И, конечно, еще одно собрание было назначено уже через несколько дней. Я не помню, кто именно начал довольно решительно высказываться по поводу свободы думать и писать и о ее преимуществах для нации. Это вызвало нечто вроде спора, несколько менее непринужденного, чем в первый раз, поскольку консул долго оставался безмолвным, что внесло в собрание какой-то холод. Наконец, во время третьего вечера, он появился позднее, был мечтателен, рассеян, мрачен и проронил только несколько отрывочных слов. Все молчали и скучали. На другой день Первый консул сказал нам, что ничего не может извлечь из всех этих литераторов, что их невозможно приблизить и он не желает больше, чтобы их приглашали. Он не мог переносить никакого принуждения, а необходимость быть любезным и веселым в известный день и в определенный момент тотчас же показалась ему стеснением, которое он поспешил стряхнуть с себя.

• Исходные данные
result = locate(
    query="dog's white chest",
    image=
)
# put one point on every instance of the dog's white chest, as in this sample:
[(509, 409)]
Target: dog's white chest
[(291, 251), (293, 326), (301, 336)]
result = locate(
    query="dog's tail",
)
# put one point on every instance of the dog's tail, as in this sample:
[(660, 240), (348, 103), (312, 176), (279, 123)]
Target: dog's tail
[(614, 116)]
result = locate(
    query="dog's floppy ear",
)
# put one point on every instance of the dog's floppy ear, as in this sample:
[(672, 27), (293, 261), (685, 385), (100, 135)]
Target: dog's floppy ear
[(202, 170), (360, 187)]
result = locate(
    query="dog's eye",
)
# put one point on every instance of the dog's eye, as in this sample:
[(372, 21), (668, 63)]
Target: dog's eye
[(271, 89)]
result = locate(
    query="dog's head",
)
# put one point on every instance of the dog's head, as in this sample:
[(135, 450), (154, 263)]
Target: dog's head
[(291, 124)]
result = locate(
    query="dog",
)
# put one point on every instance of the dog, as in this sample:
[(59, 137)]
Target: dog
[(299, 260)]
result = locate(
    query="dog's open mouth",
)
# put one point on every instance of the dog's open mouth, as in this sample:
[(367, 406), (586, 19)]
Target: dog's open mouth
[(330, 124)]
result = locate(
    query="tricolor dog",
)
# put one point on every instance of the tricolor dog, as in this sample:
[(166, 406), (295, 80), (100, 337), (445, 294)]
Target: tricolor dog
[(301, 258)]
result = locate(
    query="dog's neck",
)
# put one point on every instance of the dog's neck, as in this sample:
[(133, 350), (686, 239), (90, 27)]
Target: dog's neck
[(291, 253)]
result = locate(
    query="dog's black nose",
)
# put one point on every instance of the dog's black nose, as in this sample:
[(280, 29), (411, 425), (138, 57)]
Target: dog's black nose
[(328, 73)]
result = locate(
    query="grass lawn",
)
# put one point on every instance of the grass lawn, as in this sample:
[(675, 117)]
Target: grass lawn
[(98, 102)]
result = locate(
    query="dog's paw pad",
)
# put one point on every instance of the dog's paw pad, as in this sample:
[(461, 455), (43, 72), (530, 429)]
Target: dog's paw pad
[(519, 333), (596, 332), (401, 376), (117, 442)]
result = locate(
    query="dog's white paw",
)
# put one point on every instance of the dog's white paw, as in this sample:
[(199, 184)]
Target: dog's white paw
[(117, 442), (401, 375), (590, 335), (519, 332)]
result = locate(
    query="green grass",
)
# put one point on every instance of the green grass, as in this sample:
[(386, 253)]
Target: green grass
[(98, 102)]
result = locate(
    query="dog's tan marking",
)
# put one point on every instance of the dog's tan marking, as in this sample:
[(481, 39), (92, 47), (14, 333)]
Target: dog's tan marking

• Что сделать
a – Запишите из отрывка о вечерах у Первого консула дословно фрагмент от слов «И, конечно, еще» до слов «стряхнуть с себя.» включительно.
b – Как бы вы продолжили отрывок о вечерах у Первого консула, начав сразу после его последнего предложения?

• Ответы по порядку
a –
И, конечно, еще одно собрание было назначено уже через несколько дней. Я не помню, кто именно начал довольно решительно высказываться по поводу свободы думать и писать и о ее преимуществах для нации. Это вызвало нечто вроде спора, несколько менее непринужденного, чем в первый раз, поскольку консул долго оставался безмолвным, что внесло в собрание какой-то холод. Наконец, во время третьего вечера, он появился позднее, был мечтателен, рассеян, мрачен и проронил только несколько отрывочных слов. Все молчали и скучали. На другой день Первый консул сказал нам, что ничего не может извлечь из всех этих литераторов, что их невозможно приблизить и он не желает больше, чтобы их приглашали. Он не мог переносить никакого принуждения, а необходимость быть любезным и веселым в известный день и в определенный момент тотчас же показалась ему стеснением, которое он поспешил стряхнуть с себя.

b –
В эту зиму умерли два выдающихся академика: Лагарп и Сен-Ламбер. Я сильно жалела последнего, так как нежно любила госпожу д’Удето, с которой он был связан почти полстолетия и у которой и умер. В доме этой симпатичной старушки собиралось самое лучшее, самое приятное общество Парижа. Я часто бывала у нее и находила там остатки времен, которые, казалось, исчезают безвозвратно, – я хочу сказать – тех времен, когда умели разговаривать приятно и поучительно. Госпожа д’Удето, по своему возрасту и очаровательному характеру чуждая какого бы то ни было партийного духа, наслаждалась покоем, который был нам возвращен, и пользовалась им, чтобы собирать у себя обломки хорошего общества Парижа. Я очень любила отдыхать у нее от принуждения, в котором находилась в салоне Тюильри, я видела вокруг достойные примеры и постепенно обретала необходимую опытность.
Между тем начинали тихонько говорить, что может вновь возобновиться война с Англией. Были опубликованы тайные письма о некоторых предприятиях в Вандее. Казалось, английское правительство обвиняли в том, что оно поддерживало вандейцев, а Жоржа Кадудаля называли посредником между этим правительством и шуанами. В то же время говорили об Андре, который якобы тайно проник во Францию, хотя уже раз, до переворота 18-го фрюктидора, пробовал служить королевской агентуре.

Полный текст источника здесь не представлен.